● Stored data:
----
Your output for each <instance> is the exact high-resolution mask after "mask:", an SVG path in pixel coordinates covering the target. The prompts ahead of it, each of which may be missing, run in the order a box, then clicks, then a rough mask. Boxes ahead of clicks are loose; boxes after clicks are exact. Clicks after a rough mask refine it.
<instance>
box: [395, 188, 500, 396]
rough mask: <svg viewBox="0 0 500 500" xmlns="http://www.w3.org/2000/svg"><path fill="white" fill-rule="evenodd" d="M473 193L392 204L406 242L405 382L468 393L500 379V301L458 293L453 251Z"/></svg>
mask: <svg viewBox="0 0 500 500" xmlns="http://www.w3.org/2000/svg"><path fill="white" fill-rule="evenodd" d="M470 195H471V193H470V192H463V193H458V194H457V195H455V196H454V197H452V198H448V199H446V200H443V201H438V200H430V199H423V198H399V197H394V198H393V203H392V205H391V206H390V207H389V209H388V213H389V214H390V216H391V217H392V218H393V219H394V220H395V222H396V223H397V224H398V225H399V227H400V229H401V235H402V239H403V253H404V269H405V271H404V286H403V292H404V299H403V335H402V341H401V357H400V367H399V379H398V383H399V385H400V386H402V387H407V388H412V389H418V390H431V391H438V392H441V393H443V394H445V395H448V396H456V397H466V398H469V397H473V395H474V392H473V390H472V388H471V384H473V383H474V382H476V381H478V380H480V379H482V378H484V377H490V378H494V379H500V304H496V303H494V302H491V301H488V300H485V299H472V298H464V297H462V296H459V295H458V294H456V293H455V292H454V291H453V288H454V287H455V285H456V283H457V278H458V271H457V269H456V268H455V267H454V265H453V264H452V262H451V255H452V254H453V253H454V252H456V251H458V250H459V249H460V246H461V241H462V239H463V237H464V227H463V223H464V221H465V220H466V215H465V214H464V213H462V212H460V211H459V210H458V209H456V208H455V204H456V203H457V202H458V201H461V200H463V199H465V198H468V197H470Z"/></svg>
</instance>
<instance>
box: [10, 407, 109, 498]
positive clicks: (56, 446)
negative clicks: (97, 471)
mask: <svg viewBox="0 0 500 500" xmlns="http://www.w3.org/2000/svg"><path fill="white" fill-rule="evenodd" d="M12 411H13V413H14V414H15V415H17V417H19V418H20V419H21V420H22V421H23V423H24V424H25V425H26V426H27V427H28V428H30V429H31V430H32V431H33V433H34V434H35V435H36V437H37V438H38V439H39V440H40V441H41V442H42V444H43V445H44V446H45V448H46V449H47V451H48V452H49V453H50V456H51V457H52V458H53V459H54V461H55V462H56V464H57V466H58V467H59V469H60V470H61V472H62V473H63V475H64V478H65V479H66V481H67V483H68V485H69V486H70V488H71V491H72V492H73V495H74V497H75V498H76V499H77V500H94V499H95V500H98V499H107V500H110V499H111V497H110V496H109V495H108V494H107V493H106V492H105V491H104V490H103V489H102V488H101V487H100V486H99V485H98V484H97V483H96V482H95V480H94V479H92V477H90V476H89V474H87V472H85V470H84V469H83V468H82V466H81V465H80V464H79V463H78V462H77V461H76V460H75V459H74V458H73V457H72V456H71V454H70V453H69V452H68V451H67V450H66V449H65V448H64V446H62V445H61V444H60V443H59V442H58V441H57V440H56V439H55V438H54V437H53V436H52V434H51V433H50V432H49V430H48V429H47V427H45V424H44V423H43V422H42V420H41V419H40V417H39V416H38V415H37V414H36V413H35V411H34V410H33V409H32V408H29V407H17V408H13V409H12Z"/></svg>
----
Write down how many lines of the data above contain the word "instance", with nothing else.

● RESULT BELOW: 4